Given task
Retype the lines below word for word, from the first line through the line holding "84 214 1000 748", with both included. Omit the pictures from your answer.

[Extracted records]
-------
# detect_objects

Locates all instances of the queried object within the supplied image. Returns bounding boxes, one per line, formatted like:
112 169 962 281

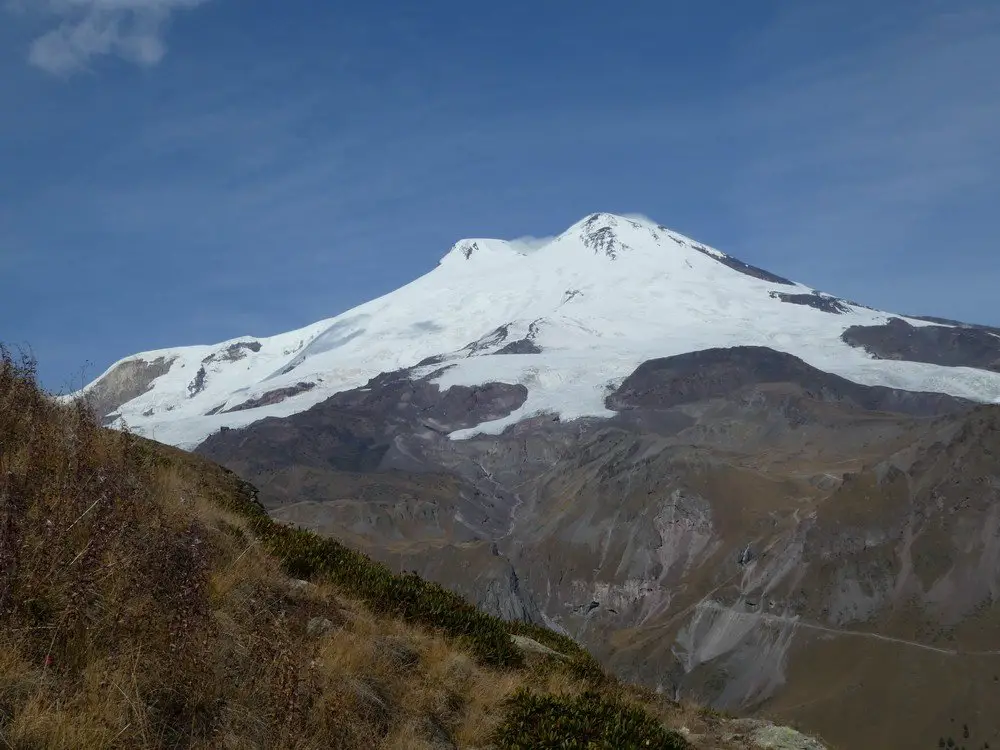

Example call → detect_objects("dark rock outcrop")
605 346 973 416
770 292 851 315
223 383 316 414
84 357 174 417
841 318 1000 372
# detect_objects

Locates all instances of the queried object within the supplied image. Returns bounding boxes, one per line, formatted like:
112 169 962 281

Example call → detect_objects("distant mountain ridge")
78 214 1000 750
76 213 1000 448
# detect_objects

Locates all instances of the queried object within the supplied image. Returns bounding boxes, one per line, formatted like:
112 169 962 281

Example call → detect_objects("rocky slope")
199 348 1000 748
76 214 1000 448
84 214 1000 748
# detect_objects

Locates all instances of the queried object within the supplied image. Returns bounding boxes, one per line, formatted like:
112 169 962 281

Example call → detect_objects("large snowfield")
76 214 1000 449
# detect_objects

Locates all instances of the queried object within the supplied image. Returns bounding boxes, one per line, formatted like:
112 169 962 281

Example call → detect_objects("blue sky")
0 0 1000 389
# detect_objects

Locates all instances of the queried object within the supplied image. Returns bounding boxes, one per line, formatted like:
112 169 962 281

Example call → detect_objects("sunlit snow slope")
76 214 1000 448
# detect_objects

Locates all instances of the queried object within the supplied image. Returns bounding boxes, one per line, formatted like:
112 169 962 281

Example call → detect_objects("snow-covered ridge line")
74 214 1000 448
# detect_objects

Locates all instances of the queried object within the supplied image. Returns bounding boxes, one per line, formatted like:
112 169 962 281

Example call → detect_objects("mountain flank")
0 351 832 750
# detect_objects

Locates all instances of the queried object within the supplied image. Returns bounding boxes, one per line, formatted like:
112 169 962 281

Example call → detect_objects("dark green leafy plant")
493 689 691 750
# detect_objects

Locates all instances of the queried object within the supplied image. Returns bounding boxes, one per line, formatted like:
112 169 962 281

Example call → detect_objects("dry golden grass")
0 348 784 750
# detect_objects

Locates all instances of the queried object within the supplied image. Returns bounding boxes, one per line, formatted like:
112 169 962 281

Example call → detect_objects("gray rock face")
606 346 972 416
771 292 851 315
841 318 1000 372
199 347 1000 748
85 357 173 421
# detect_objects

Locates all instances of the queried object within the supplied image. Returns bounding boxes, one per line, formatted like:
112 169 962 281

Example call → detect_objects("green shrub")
213 491 524 669
493 689 691 750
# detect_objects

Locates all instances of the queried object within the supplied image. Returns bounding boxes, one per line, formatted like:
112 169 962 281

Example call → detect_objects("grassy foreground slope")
0 349 824 750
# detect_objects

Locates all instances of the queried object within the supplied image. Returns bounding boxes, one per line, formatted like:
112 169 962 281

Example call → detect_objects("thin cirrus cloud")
10 0 208 75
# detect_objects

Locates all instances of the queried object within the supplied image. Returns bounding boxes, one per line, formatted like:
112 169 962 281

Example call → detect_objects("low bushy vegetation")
496 689 690 750
0 349 704 750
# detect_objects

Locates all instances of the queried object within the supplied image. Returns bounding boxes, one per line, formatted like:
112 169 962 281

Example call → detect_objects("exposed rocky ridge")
841 318 1000 372
771 292 851 315
199 348 1000 748
74 213 1000 449
606 340 976 416
86 357 172 421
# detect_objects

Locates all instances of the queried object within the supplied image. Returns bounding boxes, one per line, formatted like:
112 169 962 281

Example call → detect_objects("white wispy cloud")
8 0 208 75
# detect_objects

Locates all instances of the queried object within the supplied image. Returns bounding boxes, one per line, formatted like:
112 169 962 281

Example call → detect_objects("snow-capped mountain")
78 213 1000 448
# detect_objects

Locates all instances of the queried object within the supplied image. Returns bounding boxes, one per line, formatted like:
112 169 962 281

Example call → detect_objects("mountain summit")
78 213 1000 448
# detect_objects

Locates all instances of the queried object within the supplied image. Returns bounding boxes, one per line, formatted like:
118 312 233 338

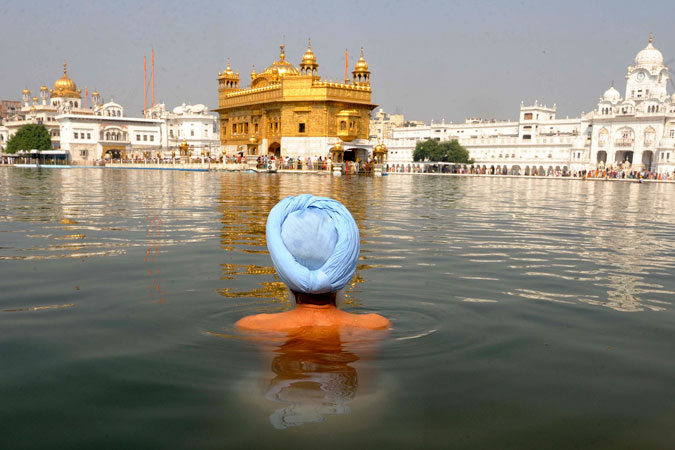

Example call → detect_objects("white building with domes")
385 36 675 175
584 36 675 173
0 63 219 165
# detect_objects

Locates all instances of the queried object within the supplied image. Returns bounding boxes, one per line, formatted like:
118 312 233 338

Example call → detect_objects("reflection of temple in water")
266 328 359 429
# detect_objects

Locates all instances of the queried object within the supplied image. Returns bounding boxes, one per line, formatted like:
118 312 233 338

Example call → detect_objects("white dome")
635 37 663 67
602 83 621 103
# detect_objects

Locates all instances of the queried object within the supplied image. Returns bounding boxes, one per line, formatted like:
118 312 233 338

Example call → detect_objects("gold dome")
52 61 80 98
301 39 316 66
354 47 368 72
259 44 300 80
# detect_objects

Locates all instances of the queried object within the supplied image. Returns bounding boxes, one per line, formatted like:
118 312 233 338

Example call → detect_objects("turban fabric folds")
266 194 360 294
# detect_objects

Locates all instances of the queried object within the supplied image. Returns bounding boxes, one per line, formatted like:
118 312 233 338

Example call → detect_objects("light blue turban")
266 194 360 294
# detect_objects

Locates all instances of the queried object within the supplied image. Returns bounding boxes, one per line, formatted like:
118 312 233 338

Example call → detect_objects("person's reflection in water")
236 194 390 428
266 327 359 428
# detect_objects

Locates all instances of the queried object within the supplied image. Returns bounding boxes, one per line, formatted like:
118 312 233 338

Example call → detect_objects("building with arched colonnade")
385 36 675 175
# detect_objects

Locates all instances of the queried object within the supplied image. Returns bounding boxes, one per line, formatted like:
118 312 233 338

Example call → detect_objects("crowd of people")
384 163 675 181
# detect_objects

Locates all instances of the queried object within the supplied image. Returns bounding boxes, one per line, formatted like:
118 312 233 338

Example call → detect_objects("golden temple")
216 41 377 158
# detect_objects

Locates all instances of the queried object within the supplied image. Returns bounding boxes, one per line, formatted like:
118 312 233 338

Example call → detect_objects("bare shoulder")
352 313 391 330
234 314 276 330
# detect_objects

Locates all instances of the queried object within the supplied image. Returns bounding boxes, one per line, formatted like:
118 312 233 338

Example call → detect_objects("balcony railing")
614 139 635 147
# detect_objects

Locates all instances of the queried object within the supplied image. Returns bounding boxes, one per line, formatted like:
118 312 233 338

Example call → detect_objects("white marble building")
0 63 220 164
385 37 675 174
146 103 220 157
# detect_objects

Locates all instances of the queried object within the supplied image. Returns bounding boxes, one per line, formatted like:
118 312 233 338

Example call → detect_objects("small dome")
260 45 300 80
635 33 663 67
602 82 621 103
354 47 368 72
52 61 80 98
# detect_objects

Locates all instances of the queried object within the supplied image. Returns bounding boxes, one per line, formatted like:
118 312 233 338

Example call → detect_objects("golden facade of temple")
216 43 376 158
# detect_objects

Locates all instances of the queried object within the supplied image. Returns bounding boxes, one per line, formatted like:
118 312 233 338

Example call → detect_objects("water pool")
0 168 675 449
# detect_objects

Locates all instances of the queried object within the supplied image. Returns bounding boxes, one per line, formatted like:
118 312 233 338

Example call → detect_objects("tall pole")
152 48 155 108
143 55 148 116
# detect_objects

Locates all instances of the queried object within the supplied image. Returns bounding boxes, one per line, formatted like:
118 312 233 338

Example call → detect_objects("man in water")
235 194 390 332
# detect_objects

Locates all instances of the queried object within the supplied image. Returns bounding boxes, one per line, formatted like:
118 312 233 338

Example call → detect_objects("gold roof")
51 61 81 98
258 44 300 80
354 47 368 72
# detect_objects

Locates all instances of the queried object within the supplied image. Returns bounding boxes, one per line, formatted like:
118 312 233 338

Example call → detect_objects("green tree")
6 123 52 153
413 139 473 164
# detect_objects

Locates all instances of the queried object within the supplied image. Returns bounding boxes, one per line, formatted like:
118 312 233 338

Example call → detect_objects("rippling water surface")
0 168 675 449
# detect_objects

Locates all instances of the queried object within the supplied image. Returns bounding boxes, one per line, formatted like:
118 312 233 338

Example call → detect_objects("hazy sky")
0 0 675 122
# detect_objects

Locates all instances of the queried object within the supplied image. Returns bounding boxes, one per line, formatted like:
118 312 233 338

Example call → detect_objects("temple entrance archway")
642 150 654 172
345 148 368 163
345 148 356 162
614 151 633 164
267 142 281 158
101 148 124 160
595 150 607 165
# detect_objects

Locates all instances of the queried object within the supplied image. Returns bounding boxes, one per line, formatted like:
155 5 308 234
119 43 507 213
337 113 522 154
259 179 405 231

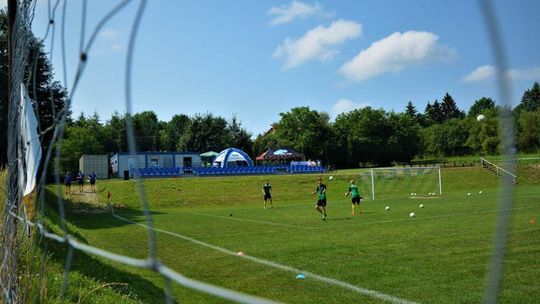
-------
Final result
# detect_objects

Locates all instances of the queried object within the supplied image. Returns bounding boxes, one per line, formatted like:
112 169 962 281


Example call → detect_objects("dark rock outcrop")
605 346 973 416
770 292 851 315
223 383 316 414
84 357 174 417
841 318 1000 372
# detect_objects

Locates all instances of the queried object within the supplied image. Returns bounding boxes, one per line, formatted like:
112 169 962 281

Example call → detect_objects("distant mountain ridge")
78 214 1000 750
76 213 1000 448
# detect_objects

Locates all instances of the queried object within the supplied image. Returns bounding boxes, one per line, formatted like:
112 169 962 281

Example call → detect_objects("rocky slope")
199 348 1000 748
76 214 1000 448
84 214 1000 748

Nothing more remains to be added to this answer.